Oh, my sweet summer children, I was tempted to say—even though many of the folks who’d ventured to talk of peace right after Sinwar’s death are my elders. But it wasn’t naivete, exactly, that led these people to utter such a hope. It was the fact that most people are experiencing this war at a remove that allows all its players to be seen as having far more simplistic motives and pressure points than they really do.
I read widely on this nightmare. I follow the forums and musings of warmongering extremists, and the work of humanitarians and humanists who ache and rage over how dishonest and gamified this whole situation has been, and the writings and videos of people in the region, suffering agonies beyond all description. I study news analysis within the Western context (US and European) and the Middle Eastern context (Israeli, and from neighbouring Arab states). I pay attention to which details each group decides are important, and which details each group decides don’t exist. And I think about how these selection mechanisms shape the human beings in each info silo: how each bit of curated intel fuels a “logic” of war and/or catastrophe that many cannot understand why others do not share.
This past weekend, for instance, I noted all the ways that groups have spun the visual evidence of Sinwar’s death. One set of political positions was quickly able to find a ferocious fighting spirit in the video, in part because regional propaganda had long depicted Sinwar hiding for months behind children, in tunnels; and yet, he was killed above ground, alone, in a position that could be read (and has been read) as engaged in resistance to the last. But concurrently, another set of political positions was able to depict that same video as a mark of frailty and cowardice: look at this pathetic old tyrant, diminished and alone in rubble; only above ground because he was on the run!
What interests me more than specific interpretations, though, is the fact of interpretation: the fact that nothing in this nightmare ever gets to lie still. Everything is treated as propaganda. Everything has to serve a side or be discarded. And so, Sinwar’s death is spun one way to serve the war for some, and another way to serve the war for others. And everyone deeply involved in this context expects no less.
Meanwhile, most people in the West are receiving a frightening, confusing, deeply demoralizing set of media reports depicting nothing but death, death, and more death.
Which brings us back to our main topic today: a look at an op-ed article, and its fallout, that highlights the state of war derangement in which we find ourselves.
Now, I’ve discussed this concept before, but usually through commentary on collective behaviours: how groups of humans respond to stressors that range from immediate peril to life and limb, to everyday existence in countries where media messaging leaves citizens in a heightened emotional state, easily ruled by anger and fear. In these extreme psychological states, many of us manifest more extreme points of view than we usually would. Bombarded by such traumatic inputs, many lose their sense of empathy, their capacity for calm, and their ability to think beyond binaries.

· · · · ·

**The task**
Extend the essay on war derangement and the spin around Sinwar's death, picking up after its last sentence. The entries have no connection to the essay.

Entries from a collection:
· · · · ·

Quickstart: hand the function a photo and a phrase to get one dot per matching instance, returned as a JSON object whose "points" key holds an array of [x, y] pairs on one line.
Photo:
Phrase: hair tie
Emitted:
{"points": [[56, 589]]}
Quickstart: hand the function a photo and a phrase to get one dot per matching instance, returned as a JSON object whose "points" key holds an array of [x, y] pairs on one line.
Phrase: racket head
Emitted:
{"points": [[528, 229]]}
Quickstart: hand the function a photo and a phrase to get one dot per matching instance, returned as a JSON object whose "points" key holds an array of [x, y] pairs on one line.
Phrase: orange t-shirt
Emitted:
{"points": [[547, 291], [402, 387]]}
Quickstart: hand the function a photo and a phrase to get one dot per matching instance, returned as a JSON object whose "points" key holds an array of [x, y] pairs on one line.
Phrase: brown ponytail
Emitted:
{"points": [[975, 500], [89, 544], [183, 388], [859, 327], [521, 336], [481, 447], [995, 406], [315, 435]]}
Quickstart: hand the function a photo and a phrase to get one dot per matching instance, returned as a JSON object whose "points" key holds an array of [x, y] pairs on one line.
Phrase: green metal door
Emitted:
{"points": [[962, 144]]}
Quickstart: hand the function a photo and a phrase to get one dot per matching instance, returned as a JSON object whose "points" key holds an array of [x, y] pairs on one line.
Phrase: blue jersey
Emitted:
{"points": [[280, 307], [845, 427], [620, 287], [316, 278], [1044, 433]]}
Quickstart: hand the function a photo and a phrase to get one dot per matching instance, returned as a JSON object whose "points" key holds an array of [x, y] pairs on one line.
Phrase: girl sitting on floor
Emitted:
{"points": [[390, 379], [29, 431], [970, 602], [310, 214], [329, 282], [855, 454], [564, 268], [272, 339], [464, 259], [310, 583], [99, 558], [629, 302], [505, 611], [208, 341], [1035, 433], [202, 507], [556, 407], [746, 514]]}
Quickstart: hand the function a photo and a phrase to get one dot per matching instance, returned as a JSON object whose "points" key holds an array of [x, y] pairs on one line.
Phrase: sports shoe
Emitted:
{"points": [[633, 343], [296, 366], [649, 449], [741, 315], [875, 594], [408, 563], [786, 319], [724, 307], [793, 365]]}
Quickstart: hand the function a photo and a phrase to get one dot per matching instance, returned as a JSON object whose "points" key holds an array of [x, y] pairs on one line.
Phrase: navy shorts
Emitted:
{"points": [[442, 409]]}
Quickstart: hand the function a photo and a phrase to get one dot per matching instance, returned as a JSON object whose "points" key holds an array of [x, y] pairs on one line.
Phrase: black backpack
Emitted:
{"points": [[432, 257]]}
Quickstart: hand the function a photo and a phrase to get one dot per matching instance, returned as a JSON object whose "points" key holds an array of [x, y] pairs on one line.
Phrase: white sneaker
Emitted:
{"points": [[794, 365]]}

· · · · ·

**Answer to this problem**
And those who don’t?
Well, we’re war-deranged, too—just differently. We look at our friends, coworkers, and family members with a dawning sense of horror and ache of betrayal. Do we really share our neighbourhoods, our schools, our homes, and maybe even our beds with people who could be that cruel in their talk of fellow human beings?
(For many feminized people, I should add, there’s a touch of déjà vu here, because we first learned a great deal about our loved ones and communities when a certain US politician was on the upswing ahead of the 2016 presidential election. I don’t think most of us ever fully recovered from the realization that a latent admiration for vulgar, brutal, and vindictive state politics existed in our vicinity all along.)
War derangement makes it easy to fall prey to zero-sum thinking, in which it is impossible to imagine a “win” condition for oneself without others losing. Everything, in this state of mind, becomes a matter of “us” versus “them”.
If they’re getting attention, we’re not.
If they’re getting sympathy, we’re not.
So, we have to stop them from getting attention, and sympathy.
We have to fling out as many counter-narratives as we can, to turn attention and sympathy back on us. Our people. Our stories. Anything less, and we lose.
And yet, the moment we start to dehumanize others, we dehumanize ourselves.
After all, if we accuse others of doing horrible things, and argue that these horrible things prove that a whole demographic doesn’t deserve to exist, what “out” have we left for ourselves when people in our own circles do those same horrible things?
It’s such a maddeningly self-defeating behaviour, this mental derangement in times of war—which is why I wanted to share one case study in how it shatters moral clarity.
And also, how we can begin to bring it back.
This example comes to us from Howard Jacobson, a novelist who published an op-ed in The Guardian two weeks ago that caused a great deal of pain and yielded a prompt response in the form of another Guardian op-ed, by Louise Adler, followed by an interview with Isaac Chotiner in The New Yorker. Taken together, this is not just an example of disturbed, confused thinking—but also of the importance of centring the human, when trying to address one and the same.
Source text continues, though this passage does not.